== Texte affiché ==

Le général Aoun a lancé son ordre du jour à la troupe :
«En ces temps de bouleversements et de grands conflits internationaux,
restez en alerte le long de la frontière-sud entre le Liban et Israël, afin de
déjouer les plans et menaces de l'ennemi israélien et ses tentatives de prendre
le contrôle d'une partie de notre territoire et de nos ressources pétrolières».
Il a appelé les militaires à «poursuivre leur mission et défendre leur
terre et leur peuple, en coopération avec la Force intérimaire de l'ONU au
Liban Finul».
La Finul et ses 11.400 soldats, ont été installés depuis 1978 par le Conseil de sécurité de l'ONU pour compenser le
retrait des troupes israéliennes du sud du Liban. En 2006, elle avait été chargée
par le Conseil de Sécurité de contrôler la cessation des hostilités. Le 30 août
2017, le Conseil de sécurité de l'ONU avait renouvelé son mandat pour une année
supplémentaire, sans en changer les prérogatives, alors que les Etats-Unis et
Israël souhaitaient que les soldats de l'ONU puissent être chargés de rechercher
les caches d’armes du Hezbollah. Israël et le Liban ont peu de contentieux à l’exception des
quelques arpents de terre des fermes de Shabaa et des collines de Kfarchouba
convoités par les deux pays.
Le chef d’Etat-major libanais semble vouloir se
dédouaner vis-à-vis d’Israël, malgré la capacité de nuisance du Hezbollah, en
saluant les efforts menés par l'armée régulière dans la lutte contre le
terrorisme et en rappelant la bataille lancée en août 2017 contre les djihadistes installés dans les hauteurs de Ras Baalbeck
et Qaa, deux localités de la Békaa proches de la frontière syrienne : «Vous avez expulsé les terroristes et éloigné le danger qu'ils représentaient et
maintenant, vous avez pu vous déployer le long des frontières nord et est du
Liban afin d'empêcher l'infiltration de groupes terroristes. La stabilité
sécuritaire qui prévaut actuellement à l'intérieur du pays est le résultat de
vos actions continues pour débusquer les cellules terroristes et les démanteler».

===
== Lignes de données ==

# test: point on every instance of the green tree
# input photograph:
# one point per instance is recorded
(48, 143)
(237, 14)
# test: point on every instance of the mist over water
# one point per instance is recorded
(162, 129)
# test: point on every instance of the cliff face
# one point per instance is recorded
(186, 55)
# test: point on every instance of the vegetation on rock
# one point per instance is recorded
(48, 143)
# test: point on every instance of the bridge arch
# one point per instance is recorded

===

- [Consigne]
Renvoyez mot pour mot le passage du texte sur l'armée libanaise, depuis « Il a appelé » jusqu'à « les deux pays. » inclus.

- [Réponse attendue]
Il a appelé les militaires à «poursuivre leur mission et défendre leur
terre et leur peuple, en coopération avec la Force intérimaire de l'ONU au
Liban Finul».
La Finul et ses 11.400 soldats, ont été installés depuis 1978 par le Conseil de sécurité de l'ONU pour compenser le
retrait des troupes israéliennes du sud du Liban. En 2006, elle avait été chargée
par le Conseil de Sécurité de contrôler la cessation des hostilités. Le 30 août
2017, le Conseil de sécurité de l'ONU avait renouvelé son mandat pour une année
supplémentaire, sans en changer les prérogatives, alors que les Etats-Unis et
Israël souhaitaient que les soldats de l'ONU puissent être chargés de rechercher
les caches d’armes du Hezbollah. Israël et le Liban ont peu de contentieux à l’exception des
quelques arpents de terre des fermes de Shabaa et des collines de Kfarchouba
convoités par les deux pays.